- Text for analysis:
= Beginning of Section =

Until your good is better,

And your better best.

Well.

It’s hard not to see the good in this mantra. And as a driven perfectionist for most of my life, I’m pretty much on board. But the very phrasing of the statement also carries the strong echo of a traditional curse, and advice like this should probably come with a caution, such as author CJ Cherryh’s dictum that, “no rule should be followed off a cliff.”

Before I embarked on my prior career as a decorative artist—sometime before the Elves left Middle-Earth—I used to be a regular housepainter. Because of my own perfectionist tendencies, I quickly gravitated to the high end of the market, which both suited my nature and brought me a better clientele (and income). But whenever I was asked to work in a more bohemian or rustic home, or a friend’s house, I ran into difficulties. I didn’t know how to back off on the perfectionism, where to stop. It hadn’t taken me very long to learn how to do a perfect painting job, but it took me several years longer to recognize the distinction between Perfect and Good Enough.

When you have the aptitude, knowledge, craft, and, above all, patience to do first-rate work, you fall into a trap of sorts. Because not everyone lives in a mansion, and not every job needs to be perfect—it needs to be appropriate. If you detail the hell out of an old car, every ding and imperfection will jump out; likewise, most ER visitors don’t need MRIs and genetic sequencing, they need antibiotics and stitches and plaster casts. More often than not, Good Enough or Appropriate trumps Perfect.

Now, we shouldn’t take this as an excuse for poor work and cutting corners. The guiding principle is what’s appropriate, bringing to bear precisely the right technology and use of resources to get the job done. Overshooting the mark might please your ego, but that’s about as far as it goes.

= End of Section =

- Work item:
Reproduce word for word the part of the text on perfectionism starting at "Before I embarked" and ending at "and Good Enough.".

- Entries supplied:

= Beginning of Section =

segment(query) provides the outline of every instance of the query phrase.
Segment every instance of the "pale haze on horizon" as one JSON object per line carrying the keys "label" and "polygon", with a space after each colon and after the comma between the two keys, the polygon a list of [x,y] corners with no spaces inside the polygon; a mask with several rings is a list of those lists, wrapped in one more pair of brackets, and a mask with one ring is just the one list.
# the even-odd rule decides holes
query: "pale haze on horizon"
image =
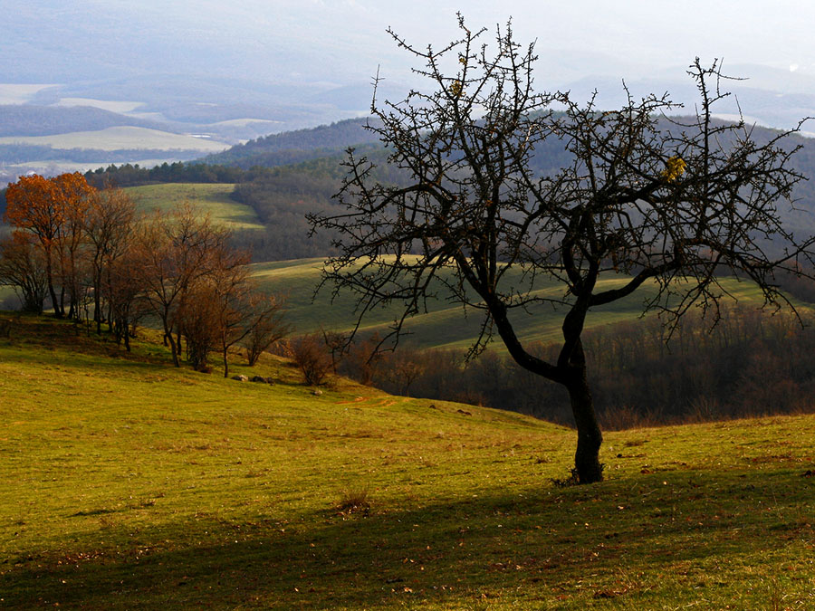
{"label": "pale haze on horizon", "polygon": [[[5,46],[25,36],[23,43],[28,48],[41,42],[45,52],[74,53],[78,62],[80,53],[89,62],[99,62],[105,54],[104,65],[111,71],[124,62],[139,64],[137,54],[149,56],[153,51],[156,55],[139,64],[142,70],[152,65],[158,72],[189,72],[197,67],[197,56],[203,63],[200,71],[231,72],[239,78],[369,78],[379,64],[395,72],[408,65],[386,28],[394,28],[419,47],[430,43],[439,46],[456,35],[455,14],[460,11],[473,28],[494,29],[512,17],[517,40],[536,40],[542,61],[552,64],[555,78],[595,73],[638,77],[686,66],[695,56],[815,74],[815,37],[810,33],[815,5],[789,1],[11,0],[9,8],[12,27]],[[39,25],[29,23],[26,29],[26,20],[33,22],[37,15]],[[81,44],[72,41],[72,30],[80,34],[95,24],[103,25],[107,35],[86,37]],[[51,32],[55,24],[59,30]],[[556,73],[559,53],[570,54],[562,58],[570,61],[568,74]],[[3,59],[8,62],[14,58]],[[7,64],[0,67],[0,74],[4,70]]]}

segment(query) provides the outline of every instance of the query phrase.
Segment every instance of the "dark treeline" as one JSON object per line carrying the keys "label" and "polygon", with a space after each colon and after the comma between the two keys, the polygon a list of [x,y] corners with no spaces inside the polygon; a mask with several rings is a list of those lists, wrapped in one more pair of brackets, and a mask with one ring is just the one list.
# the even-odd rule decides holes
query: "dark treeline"
{"label": "dark treeline", "polygon": [[108,166],[85,173],[85,180],[95,188],[155,185],[158,183],[236,183],[252,180],[254,174],[231,166],[208,166],[197,163],[163,163],[154,167],[139,164]]}
{"label": "dark treeline", "polygon": [[[357,154],[384,161],[387,151],[368,146],[360,147]],[[341,212],[333,196],[345,174],[343,159],[344,154],[265,171],[255,168],[235,185],[232,197],[254,209],[266,226],[264,232],[235,234],[235,239],[250,248],[254,261],[325,256],[332,252],[332,235],[326,232],[310,235],[306,215]],[[398,172],[384,163],[377,171],[382,180],[399,182]]]}
{"label": "dark treeline", "polygon": [[[317,128],[285,131],[271,134],[244,144],[238,144],[223,153],[210,155],[203,159],[205,163],[235,165],[241,167],[266,165],[264,158],[272,159],[273,153],[287,151],[332,151],[334,154],[350,146],[370,144],[379,141],[376,134],[365,129],[369,119],[350,119],[331,125],[321,125]],[[324,157],[321,153],[312,157]],[[281,164],[274,164],[281,165]]]}
{"label": "dark treeline", "polygon": [[[657,317],[585,334],[599,417],[604,428],[706,421],[811,410],[815,318],[729,310],[713,329],[689,314],[670,341]],[[555,384],[487,351],[465,353],[400,346],[373,363],[372,344],[355,347],[339,371],[388,392],[460,401],[571,425],[569,396]],[[556,358],[559,347],[534,351]]]}

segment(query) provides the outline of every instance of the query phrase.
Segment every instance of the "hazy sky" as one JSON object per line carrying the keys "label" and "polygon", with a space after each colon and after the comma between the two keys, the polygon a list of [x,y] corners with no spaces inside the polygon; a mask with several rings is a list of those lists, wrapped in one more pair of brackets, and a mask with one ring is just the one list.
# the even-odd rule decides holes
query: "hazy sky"
{"label": "hazy sky", "polygon": [[53,53],[82,53],[86,61],[110,65],[117,59],[149,56],[152,49],[156,69],[193,66],[198,53],[202,63],[218,63],[201,70],[228,66],[239,76],[267,76],[257,72],[269,65],[278,76],[288,69],[295,77],[303,71],[367,77],[377,63],[404,63],[404,53],[385,33],[388,26],[417,44],[441,44],[455,35],[455,12],[462,11],[473,27],[494,27],[512,16],[519,41],[537,39],[544,57],[552,51],[578,52],[564,62],[568,59],[574,64],[570,70],[585,75],[603,72],[603,58],[636,71],[685,66],[696,55],[815,74],[815,5],[800,1],[6,2],[8,24],[0,47],[13,50],[8,53],[46,47]]}
{"label": "hazy sky", "polygon": [[512,17],[517,41],[537,40],[545,89],[682,79],[698,55],[739,76],[772,66],[788,82],[766,89],[815,94],[815,4],[788,0],[4,0],[0,82],[198,73],[341,86],[380,64],[399,83],[409,58],[386,28],[437,47],[457,35],[456,11],[473,28]]}

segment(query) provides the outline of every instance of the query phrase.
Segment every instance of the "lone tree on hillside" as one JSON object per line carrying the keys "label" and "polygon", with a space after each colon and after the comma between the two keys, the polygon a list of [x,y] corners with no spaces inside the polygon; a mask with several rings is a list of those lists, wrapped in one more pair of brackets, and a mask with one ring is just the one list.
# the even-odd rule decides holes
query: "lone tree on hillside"
{"label": "lone tree on hillside", "polygon": [[[666,119],[676,107],[665,96],[629,95],[602,112],[593,100],[536,92],[533,44],[516,43],[511,24],[498,30],[494,52],[481,44],[484,30],[471,32],[460,16],[459,27],[461,38],[440,51],[389,31],[424,62],[416,72],[432,89],[381,106],[374,95],[379,121],[369,129],[405,182],[378,182],[374,166],[349,151],[337,196],[346,210],[310,218],[312,230],[337,235],[340,254],[323,282],[356,291],[360,320],[402,304],[394,339],[442,291],[480,311],[471,354],[497,332],[521,367],[566,387],[578,431],[574,473],[598,482],[602,434],[580,340],[587,315],[646,286],[644,310],[666,311],[674,323],[694,305],[717,312],[724,272],[755,282],[765,304],[789,305],[773,273],[811,263],[813,243],[793,236],[779,214],[803,178],[785,139],[798,129],[757,142],[743,122],[714,121],[712,107],[726,95],[716,62],[696,60],[689,70],[700,94],[690,119]],[[550,110],[555,102],[562,111]],[[552,138],[565,161],[544,173],[536,167]],[[782,244],[777,258],[771,241]],[[558,293],[536,291],[543,281]],[[547,362],[514,323],[552,307],[563,313],[563,340]]]}

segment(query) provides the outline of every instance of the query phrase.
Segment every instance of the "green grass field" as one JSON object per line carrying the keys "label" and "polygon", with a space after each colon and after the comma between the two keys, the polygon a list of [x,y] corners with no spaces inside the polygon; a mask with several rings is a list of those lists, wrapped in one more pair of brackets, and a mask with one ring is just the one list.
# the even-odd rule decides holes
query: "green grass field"
{"label": "green grass field", "polygon": [[0,338],[0,607],[815,608],[815,417],[609,433],[564,488],[573,431],[235,370],[277,383]]}
{"label": "green grass field", "polygon": [[[350,293],[340,293],[331,303],[331,287],[326,287],[314,297],[314,289],[320,282],[322,259],[301,259],[253,266],[254,275],[265,291],[279,292],[287,297],[288,320],[297,333],[306,333],[321,329],[348,331],[353,328],[355,300]],[[624,278],[602,281],[609,287],[621,284]],[[754,303],[760,307],[761,292],[755,285],[739,282],[735,279],[723,281],[727,291],[742,303]],[[557,295],[557,287],[542,282],[539,292]],[[622,320],[634,320],[642,313],[646,297],[653,295],[654,289],[643,287],[631,297],[593,310],[587,320],[587,329],[602,327]],[[312,301],[313,298],[313,301]],[[363,320],[364,332],[379,331],[384,334],[399,310],[396,308],[369,312]],[[533,315],[518,310],[513,315],[518,336],[524,341],[556,341],[561,338],[562,313],[550,306],[538,306]],[[431,303],[428,313],[414,317],[407,325],[409,336],[406,341],[419,348],[465,348],[472,345],[480,330],[480,312],[470,310],[465,317],[460,305],[444,301]],[[494,347],[501,348],[498,344]]]}
{"label": "green grass field", "polygon": [[235,185],[167,183],[130,186],[125,191],[145,212],[154,208],[169,212],[176,205],[189,202],[233,229],[263,229],[254,210],[230,199],[233,189]]}

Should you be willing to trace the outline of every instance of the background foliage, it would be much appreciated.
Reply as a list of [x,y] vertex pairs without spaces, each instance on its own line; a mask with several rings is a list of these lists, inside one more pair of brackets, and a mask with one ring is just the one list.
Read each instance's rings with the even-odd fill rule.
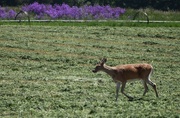
[[[23,4],[31,4],[34,0],[1,0],[1,6],[17,6]],[[62,4],[66,3],[70,6],[81,5],[111,5],[114,7],[125,8],[145,8],[151,7],[159,10],[180,10],[180,0],[36,0],[38,3],[46,4]]]

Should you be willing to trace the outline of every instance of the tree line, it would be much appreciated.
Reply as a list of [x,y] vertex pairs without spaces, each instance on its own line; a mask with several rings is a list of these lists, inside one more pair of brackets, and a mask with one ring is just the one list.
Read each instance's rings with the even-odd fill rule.
[[[0,6],[19,6],[31,4],[34,0],[1,0]],[[180,0],[36,0],[43,4],[62,4],[66,3],[70,6],[82,5],[110,5],[112,7],[122,8],[154,8],[158,10],[180,10]]]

= End of Section =

- Worked solution:
Before I embarked on my prior career as a decorative artist—sometime before the Elves left Middle-Earth—I used to be a regular housepainter. Because of my own perfectionist tendencies, I quickly gravitated to the high end of the market, which both suited my nature and brought me a better clientele (and income). But whenever I was asked to work in a more bohemian or rustic home, or a friend’s house, I ran into difficulties. I didn’t know how to back off on the perfectionism, where to stop. It hadn’t taken me very long to learn how to do a perfect painting job, but it took me several years longer to recognize the distinction between Perfect and Good Enough.